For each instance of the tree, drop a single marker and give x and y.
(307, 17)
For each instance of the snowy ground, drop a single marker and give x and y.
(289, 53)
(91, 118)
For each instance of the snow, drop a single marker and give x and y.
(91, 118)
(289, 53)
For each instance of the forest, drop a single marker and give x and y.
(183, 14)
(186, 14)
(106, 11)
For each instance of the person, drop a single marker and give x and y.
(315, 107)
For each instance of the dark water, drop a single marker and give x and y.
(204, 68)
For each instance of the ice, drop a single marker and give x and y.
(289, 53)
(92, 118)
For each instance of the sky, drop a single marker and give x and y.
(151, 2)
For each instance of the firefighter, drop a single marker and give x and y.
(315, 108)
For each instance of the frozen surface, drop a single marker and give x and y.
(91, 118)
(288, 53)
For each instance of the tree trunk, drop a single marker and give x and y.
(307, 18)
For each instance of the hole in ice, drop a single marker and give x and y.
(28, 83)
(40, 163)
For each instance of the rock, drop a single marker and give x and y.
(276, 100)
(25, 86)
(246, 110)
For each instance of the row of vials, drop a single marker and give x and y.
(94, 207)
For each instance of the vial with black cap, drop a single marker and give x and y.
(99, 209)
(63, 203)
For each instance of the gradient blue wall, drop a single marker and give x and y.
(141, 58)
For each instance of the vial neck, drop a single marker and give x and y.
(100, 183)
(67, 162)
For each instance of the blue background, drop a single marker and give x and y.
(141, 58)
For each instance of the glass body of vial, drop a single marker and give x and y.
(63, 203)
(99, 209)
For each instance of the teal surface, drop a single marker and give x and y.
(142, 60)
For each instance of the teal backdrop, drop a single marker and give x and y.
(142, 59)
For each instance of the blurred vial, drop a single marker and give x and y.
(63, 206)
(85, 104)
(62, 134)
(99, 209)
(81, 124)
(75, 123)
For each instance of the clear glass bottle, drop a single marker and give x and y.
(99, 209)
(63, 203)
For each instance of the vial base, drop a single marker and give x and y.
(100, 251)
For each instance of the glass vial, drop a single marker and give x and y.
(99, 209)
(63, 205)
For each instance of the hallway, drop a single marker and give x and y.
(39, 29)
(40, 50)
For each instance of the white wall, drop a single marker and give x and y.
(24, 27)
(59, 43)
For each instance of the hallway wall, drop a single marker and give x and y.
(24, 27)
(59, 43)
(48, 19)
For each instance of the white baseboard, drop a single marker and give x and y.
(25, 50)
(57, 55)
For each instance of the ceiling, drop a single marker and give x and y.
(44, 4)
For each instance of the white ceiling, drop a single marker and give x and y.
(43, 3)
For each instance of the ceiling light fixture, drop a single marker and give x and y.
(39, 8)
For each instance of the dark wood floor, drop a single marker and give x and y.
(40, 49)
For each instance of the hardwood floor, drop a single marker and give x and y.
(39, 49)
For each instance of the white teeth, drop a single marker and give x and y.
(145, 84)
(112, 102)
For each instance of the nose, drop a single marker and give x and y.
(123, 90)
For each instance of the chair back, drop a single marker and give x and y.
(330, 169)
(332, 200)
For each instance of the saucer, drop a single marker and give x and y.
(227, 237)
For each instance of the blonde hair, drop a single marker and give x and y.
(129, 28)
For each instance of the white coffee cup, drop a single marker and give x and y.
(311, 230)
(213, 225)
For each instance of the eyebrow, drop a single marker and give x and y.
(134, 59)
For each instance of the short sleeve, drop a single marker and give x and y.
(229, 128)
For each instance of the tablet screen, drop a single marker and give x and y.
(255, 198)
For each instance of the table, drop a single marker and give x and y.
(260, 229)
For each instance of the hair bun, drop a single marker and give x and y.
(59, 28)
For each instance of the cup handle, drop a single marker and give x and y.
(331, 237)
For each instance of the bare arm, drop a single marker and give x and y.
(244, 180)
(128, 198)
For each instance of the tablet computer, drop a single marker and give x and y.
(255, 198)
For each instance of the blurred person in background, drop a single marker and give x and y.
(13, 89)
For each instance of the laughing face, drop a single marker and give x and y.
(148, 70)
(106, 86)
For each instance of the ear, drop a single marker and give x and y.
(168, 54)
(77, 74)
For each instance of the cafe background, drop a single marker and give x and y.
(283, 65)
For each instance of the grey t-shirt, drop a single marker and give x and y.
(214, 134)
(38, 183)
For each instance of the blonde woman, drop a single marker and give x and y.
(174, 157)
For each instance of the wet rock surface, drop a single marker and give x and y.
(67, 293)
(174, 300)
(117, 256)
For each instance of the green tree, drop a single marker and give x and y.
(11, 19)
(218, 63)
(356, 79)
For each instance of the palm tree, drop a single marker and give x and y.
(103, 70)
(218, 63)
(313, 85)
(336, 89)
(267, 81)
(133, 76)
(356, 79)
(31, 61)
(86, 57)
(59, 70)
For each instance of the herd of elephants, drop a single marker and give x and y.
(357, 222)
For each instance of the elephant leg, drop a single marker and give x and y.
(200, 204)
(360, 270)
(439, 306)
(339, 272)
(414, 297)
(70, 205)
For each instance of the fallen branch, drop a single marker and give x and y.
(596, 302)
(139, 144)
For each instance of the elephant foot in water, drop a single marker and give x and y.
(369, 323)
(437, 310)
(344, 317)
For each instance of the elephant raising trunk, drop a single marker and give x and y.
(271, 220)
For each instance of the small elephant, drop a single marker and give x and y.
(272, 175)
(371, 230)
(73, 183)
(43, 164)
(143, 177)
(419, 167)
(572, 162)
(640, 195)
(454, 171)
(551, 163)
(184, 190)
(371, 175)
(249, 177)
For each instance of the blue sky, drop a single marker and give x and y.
============================================================
- Exercise description
Reproduce the records in full, exactly as written.

- Expected answer
For each instance of the tree, drop a single marker and give x and y.
(307, 17)
For each instance of the snowy ground, drop a single marker and give x and y.
(289, 53)
(91, 118)
For each instance of the snow, drop a single marker and give x and y.
(91, 118)
(289, 53)
For each instance of the forest, drop a single marker and give x and y.
(183, 14)
(186, 14)
(106, 11)
For each instance of the person, drop a single marker and give x and y.
(315, 107)
For each instance of the dark water, drop a single marker and give x and y.
(204, 68)
For each instance of the ice, drop a single marker and give x and y.
(289, 53)
(92, 118)
For each instance of the sky, drop a single marker and give x and y.
(151, 2)
For each instance of the firefighter, drop a single marker and give x and y.
(315, 108)
For each instance of the frozen surface, drop a single marker and give x and y.
(91, 118)
(288, 53)
For each instance of the tree trunk, drop a single marker and give x and y.
(307, 18)
For each instance of the hole in ice, drop a single marker and give x and y.
(28, 83)
(40, 163)
For each instance of the rock, drop a single marker and give x and y.
(276, 100)
(25, 86)
(246, 110)
For each instance of the row of vials, drop a single marker and give x and y.
(94, 207)
For each instance of the vial with black cap, drop a single marker and give x and y.
(99, 209)
(63, 203)
For each instance of the gradient blue wall, drop a single marker and give x and y.
(141, 58)
For each instance of the vial neck, drop a single marker and give x and y.
(100, 183)
(67, 162)
For each instance of the blue background, drop a single marker and give x and y.
(141, 58)
For each instance of the glass body of vial, drop a single marker and give x and y.
(63, 203)
(99, 209)
For each instance of the teal surface, drop a single marker and give x and y.
(142, 60)
For each instance of the teal backdrop, drop a single marker and give x and y.
(142, 59)
For each instance of the blurred vial, drop a single marker and give x and y.
(63, 206)
(85, 104)
(62, 134)
(99, 209)
(81, 124)
(75, 123)
For each instance of the clear glass bottle, drop a single marker and give x and y.
(99, 209)
(63, 203)
For each instance of the vial base, drop a single marker and give x and y.
(100, 251)
For each instance of the glass vial, drop a single marker and give x and y.
(99, 209)
(63, 205)
For each instance of the hallway, drop a single marker and give x and y.
(39, 29)
(40, 50)
For each instance of the white wall, drop a single marker and give x and y.
(24, 27)
(59, 43)
For each instance of the hallway wall, drop a single marker and give x and y.
(24, 27)
(59, 43)
(48, 19)
For each instance of the white baseboard, drop a single marker and give x and y.
(25, 50)
(57, 55)
For each instance of the ceiling, drop a single marker and give x and y.
(44, 4)
For each instance of the white ceiling, drop a single marker and give x and y.
(43, 3)
For each instance of the ceiling light fixture, drop a single marker and give x and y.
(39, 8)
For each instance of the dark wood floor, drop a single marker and give x and y.
(40, 49)
For each instance of the hardwood floor, drop a single marker and give x and y.
(39, 49)
For each instance of the white teeth, drop a single marker and give x and y.
(145, 84)
(112, 102)
For each instance of the nose, drop a single marker and give x and y.
(123, 90)
For each instance of the chair back, drop a single marker and give x and y.
(330, 169)
(332, 200)
For each instance of the saucer, drop a single marker and give x and y.
(227, 237)
For each instance of the blonde hair, drop a single marker and give x and y.
(129, 28)
For each instance of the white coffee cup, drop a single marker and give x and y.
(311, 230)
(213, 225)
For each instance of the eyebrow, drop a single marker and give x and y.
(134, 59)
For each instance of the short sleeve, drop a single marker and give x and y.
(229, 128)
For each instance of the tablet screen, drop a single marker and give x and y.
(255, 198)
For each instance of the table, drop a single marker and give x and y.
(260, 229)
For each instance of the hair bun, drop a single marker and give x and y.
(59, 28)
For each instance of the cup handle, drop a single marker and give x and y.
(331, 237)
For each instance of the bare arm, drop a single marker and give x and y.
(244, 180)
(128, 198)
For each instance of the tablet computer, drop a single marker and give x and y.
(255, 198)
For each instance of the blurred person in background, drop a single marker and give x and y.
(13, 89)
For each instance of the laughing face, drop a single marker and give x and y.
(148, 70)
(106, 86)
For each instance of the ear, drop a single marker and give x and y.
(168, 54)
(77, 74)
For each instance of the cafe background, drop a single marker and give x and y.
(283, 65)
For each instance of the grey t-shirt, drop a single marker and give x and y.
(214, 134)
(38, 183)
For each instance of the blonde woman, drop a single marker and give x and y.
(174, 157)
For each instance of the wet rock surface, drop a single marker and give x and y.
(67, 293)
(174, 300)
(117, 256)
For each instance of the green tree, drop a single marker and give x and y.
(11, 19)
(218, 63)
(356, 79)
For each instance of the palm tree, drop a single marker and give x and y.
(103, 70)
(218, 63)
(313, 85)
(336, 89)
(267, 81)
(133, 76)
(356, 79)
(31, 61)
(86, 57)
(59, 70)
For each instance of the herd of elephants, drop a single marker and give x and y.
(357, 222)
For each instance of the elephant leg, drop a single marker and give x and y.
(200, 204)
(360, 270)
(439, 306)
(339, 272)
(414, 297)
(70, 205)
For each instance of the fallen branch, drop a single marker and give x and y.
(596, 302)
(139, 144)
For each instance of the elephant foot in water, drop a single marker and give x and y.
(369, 323)
(437, 310)
(344, 317)
For each instance of the elephant raising trunk, drop a single marker and give x and y.
(271, 220)
For each instance of the small elephant, drop a single marker and give x and y.
(272, 175)
(371, 230)
(73, 183)
(43, 164)
(143, 177)
(419, 167)
(572, 162)
(640, 195)
(454, 171)
(551, 163)
(184, 190)
(371, 175)
(249, 177)
For each instance of the blue sky, drop a single marker and give x and y.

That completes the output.